■ **Task to complete**
Quote, without any change, the line that contains "Place one marker on each instance of the boulder" and all lines that follow it to the end of the data below.

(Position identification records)
** begin **

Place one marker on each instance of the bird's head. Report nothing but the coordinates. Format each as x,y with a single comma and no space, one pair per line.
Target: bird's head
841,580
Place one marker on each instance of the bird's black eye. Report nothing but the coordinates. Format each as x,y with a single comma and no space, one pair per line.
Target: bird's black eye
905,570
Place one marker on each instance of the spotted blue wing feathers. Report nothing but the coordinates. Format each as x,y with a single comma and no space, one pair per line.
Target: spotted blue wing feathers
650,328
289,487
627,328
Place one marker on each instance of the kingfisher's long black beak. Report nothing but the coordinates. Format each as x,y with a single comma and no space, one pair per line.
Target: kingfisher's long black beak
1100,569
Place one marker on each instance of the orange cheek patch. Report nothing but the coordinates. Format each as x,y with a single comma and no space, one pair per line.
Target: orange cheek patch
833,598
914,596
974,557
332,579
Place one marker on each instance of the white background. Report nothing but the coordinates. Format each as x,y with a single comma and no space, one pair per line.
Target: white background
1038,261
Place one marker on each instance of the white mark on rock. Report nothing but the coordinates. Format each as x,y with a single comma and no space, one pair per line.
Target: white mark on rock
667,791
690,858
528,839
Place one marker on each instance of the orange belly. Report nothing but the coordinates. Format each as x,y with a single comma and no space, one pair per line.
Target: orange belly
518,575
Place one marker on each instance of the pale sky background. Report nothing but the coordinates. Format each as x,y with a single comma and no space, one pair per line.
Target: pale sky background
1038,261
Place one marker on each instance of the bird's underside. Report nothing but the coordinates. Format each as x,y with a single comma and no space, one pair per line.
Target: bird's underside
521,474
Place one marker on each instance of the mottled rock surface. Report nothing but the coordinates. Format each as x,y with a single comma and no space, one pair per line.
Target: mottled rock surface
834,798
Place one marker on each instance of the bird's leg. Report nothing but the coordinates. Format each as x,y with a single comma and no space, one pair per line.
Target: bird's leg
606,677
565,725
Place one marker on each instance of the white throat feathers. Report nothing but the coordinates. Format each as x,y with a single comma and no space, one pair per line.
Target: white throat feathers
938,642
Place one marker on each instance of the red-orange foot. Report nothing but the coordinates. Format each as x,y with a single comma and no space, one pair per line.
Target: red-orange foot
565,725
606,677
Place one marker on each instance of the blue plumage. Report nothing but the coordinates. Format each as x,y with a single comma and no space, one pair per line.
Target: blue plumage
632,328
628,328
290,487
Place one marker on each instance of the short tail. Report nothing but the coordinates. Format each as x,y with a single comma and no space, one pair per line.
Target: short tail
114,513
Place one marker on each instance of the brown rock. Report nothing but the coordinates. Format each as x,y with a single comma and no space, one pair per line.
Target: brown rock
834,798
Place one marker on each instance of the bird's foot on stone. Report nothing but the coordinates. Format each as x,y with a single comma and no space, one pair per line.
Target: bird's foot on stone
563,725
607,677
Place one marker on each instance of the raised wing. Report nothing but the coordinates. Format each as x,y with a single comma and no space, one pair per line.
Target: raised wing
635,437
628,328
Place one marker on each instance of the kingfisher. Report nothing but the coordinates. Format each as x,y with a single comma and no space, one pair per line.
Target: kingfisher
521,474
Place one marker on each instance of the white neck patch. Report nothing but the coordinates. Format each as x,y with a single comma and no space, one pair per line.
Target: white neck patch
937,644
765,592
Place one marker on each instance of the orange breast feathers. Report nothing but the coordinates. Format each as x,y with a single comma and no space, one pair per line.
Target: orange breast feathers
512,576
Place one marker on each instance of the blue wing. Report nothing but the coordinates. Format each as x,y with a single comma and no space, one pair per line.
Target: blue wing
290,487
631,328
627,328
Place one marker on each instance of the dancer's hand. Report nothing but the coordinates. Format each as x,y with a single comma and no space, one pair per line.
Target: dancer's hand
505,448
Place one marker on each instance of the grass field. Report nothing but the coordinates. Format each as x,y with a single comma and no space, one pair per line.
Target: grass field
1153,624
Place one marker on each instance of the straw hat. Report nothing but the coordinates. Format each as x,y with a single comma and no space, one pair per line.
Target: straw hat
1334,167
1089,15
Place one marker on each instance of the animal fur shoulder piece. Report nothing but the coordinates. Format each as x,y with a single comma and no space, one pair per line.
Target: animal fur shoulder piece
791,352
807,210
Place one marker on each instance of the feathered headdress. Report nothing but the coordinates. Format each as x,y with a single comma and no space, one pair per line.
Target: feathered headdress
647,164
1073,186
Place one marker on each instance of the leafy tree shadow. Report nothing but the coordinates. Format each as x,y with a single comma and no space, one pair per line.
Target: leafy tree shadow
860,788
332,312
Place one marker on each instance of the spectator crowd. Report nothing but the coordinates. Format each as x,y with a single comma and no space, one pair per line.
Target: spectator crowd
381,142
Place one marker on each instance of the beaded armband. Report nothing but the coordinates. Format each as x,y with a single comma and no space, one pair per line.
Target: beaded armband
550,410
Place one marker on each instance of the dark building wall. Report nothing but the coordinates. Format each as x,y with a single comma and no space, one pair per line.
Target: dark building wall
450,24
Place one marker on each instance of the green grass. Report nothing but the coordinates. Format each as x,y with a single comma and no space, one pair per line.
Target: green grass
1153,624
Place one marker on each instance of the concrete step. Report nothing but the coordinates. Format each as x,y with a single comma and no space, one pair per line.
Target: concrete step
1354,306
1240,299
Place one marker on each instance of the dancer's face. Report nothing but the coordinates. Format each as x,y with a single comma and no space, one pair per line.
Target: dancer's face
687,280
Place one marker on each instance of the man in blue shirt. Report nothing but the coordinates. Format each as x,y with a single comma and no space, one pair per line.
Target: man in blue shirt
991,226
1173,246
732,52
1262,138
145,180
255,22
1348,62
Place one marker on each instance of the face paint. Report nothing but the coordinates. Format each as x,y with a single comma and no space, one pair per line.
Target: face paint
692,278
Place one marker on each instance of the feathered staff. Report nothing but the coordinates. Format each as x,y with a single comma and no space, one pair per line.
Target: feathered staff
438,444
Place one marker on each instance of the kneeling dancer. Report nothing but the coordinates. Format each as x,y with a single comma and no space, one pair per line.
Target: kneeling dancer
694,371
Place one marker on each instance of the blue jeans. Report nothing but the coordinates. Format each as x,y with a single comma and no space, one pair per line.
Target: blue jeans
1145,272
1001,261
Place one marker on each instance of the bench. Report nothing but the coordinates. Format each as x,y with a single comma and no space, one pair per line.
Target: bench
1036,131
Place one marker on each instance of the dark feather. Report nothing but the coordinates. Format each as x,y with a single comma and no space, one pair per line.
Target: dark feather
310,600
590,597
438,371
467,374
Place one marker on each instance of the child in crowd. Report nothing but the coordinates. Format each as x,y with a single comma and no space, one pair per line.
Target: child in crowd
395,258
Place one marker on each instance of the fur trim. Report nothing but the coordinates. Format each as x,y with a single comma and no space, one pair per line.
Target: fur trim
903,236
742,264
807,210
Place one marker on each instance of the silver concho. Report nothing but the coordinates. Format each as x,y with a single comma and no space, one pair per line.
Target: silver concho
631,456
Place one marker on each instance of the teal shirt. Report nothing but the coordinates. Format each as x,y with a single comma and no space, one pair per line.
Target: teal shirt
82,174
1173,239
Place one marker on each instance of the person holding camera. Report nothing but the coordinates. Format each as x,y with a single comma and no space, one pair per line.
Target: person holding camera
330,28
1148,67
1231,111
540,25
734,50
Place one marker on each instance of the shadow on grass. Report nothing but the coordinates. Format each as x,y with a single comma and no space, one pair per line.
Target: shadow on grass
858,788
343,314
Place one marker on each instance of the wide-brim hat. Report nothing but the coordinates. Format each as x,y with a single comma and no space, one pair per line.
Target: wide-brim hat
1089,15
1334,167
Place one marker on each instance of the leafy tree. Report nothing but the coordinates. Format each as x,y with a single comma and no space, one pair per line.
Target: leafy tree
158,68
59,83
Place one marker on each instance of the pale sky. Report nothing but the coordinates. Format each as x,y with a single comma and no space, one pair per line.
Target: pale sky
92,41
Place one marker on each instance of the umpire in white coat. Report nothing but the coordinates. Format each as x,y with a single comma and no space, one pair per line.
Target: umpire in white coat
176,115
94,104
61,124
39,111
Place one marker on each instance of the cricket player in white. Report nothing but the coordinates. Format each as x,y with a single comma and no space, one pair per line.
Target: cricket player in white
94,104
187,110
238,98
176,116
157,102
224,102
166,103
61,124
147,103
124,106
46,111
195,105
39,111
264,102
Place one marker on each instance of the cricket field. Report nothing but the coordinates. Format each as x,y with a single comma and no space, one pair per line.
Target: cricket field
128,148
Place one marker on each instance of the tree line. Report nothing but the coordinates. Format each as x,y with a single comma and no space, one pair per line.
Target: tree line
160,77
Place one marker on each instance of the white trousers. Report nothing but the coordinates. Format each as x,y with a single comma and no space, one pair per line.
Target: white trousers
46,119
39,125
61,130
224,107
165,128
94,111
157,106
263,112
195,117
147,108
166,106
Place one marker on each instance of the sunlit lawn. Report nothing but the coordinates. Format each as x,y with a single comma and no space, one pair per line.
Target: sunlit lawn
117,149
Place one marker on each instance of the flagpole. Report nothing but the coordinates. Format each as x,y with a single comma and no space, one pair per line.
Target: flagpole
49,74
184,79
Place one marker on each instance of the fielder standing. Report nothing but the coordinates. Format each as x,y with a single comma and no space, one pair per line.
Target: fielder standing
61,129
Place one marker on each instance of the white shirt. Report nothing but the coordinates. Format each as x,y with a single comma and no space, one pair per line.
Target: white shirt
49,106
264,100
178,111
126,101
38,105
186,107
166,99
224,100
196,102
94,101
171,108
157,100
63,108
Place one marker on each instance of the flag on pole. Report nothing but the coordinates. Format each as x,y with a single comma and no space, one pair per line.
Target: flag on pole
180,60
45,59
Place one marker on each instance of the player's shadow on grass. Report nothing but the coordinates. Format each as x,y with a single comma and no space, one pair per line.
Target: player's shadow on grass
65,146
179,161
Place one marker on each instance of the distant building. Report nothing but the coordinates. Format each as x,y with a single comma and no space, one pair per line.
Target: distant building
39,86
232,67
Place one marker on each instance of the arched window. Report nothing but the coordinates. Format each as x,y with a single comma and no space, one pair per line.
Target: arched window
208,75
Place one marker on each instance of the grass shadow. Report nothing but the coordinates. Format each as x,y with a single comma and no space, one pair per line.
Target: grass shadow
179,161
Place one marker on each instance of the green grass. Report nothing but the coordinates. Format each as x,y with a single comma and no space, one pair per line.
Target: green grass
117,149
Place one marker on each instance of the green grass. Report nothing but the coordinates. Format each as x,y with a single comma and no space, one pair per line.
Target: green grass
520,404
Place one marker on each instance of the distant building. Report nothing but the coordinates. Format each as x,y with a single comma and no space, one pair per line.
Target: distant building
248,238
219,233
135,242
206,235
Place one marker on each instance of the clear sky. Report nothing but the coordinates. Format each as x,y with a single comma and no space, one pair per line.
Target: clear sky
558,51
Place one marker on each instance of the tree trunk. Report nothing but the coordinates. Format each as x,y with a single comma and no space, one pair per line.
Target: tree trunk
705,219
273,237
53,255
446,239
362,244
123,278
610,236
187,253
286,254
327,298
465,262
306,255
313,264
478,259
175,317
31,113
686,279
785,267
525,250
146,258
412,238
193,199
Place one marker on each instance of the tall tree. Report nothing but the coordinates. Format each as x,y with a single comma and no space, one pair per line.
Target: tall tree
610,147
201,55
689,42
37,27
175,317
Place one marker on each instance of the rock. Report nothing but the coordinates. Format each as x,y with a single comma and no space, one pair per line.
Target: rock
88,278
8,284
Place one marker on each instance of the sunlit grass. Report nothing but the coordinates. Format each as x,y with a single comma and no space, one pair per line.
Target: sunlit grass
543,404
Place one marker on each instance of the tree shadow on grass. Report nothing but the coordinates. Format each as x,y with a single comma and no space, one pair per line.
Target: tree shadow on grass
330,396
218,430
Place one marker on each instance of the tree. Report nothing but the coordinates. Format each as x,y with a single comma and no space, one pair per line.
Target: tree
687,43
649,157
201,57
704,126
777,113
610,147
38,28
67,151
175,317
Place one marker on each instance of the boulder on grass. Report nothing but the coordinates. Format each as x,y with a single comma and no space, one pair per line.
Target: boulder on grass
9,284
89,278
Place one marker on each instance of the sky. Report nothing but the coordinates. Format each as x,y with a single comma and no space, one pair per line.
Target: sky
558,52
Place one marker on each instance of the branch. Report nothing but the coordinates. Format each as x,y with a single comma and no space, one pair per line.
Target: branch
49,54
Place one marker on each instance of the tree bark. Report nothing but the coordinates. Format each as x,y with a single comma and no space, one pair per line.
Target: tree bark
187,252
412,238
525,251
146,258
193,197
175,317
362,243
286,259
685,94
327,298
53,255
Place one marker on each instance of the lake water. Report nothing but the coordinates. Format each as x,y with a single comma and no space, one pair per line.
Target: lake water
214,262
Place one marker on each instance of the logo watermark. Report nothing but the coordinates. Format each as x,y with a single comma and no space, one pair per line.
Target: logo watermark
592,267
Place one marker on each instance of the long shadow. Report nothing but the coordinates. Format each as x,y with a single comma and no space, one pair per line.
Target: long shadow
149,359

** end **

■ **Answer**
Place one marker on each instance of the boulder on grass. Report nothing but the coordinates. Format each as x,y with a single comma and no space, one pair per line.
Target: boulder on grass
9,284
89,278
Place one marker on each instance of the sky. Report nothing but the coordinates. Format each as x,y with a single comma and no space, one pair per line.
Target: sky
558,52
Place one marker on each instance of the branch. Report nothing but the coordinates. Format each as x,y with a single comma and no space, one pair per line.
Target: branch
49,54
Place one marker on each instance of the tree bark. Report nothing but the coordinates. Format each as x,y with a single comma and no space, one pair per line.
Target: tree bark
187,252
412,238
525,251
146,258
193,197
175,317
362,243
286,259
685,94
327,298
53,255
Place one marker on each instance of the lake water. Report nothing but the coordinates. Format each as x,y with a single comma and no space, one pair per line.
Target: lake water
214,262
Place one marker on each instance of the logo watermark. Report nothing but the coordinates. Format each as x,y with a single comma and no space, one pair per line.
Target: logo watermark
592,267
Place one marker on each instance of the long shadow. Report nothing but the coordinates. Format each as x,y with a single comma and no space, one pair per line.
Target: long shadow
149,359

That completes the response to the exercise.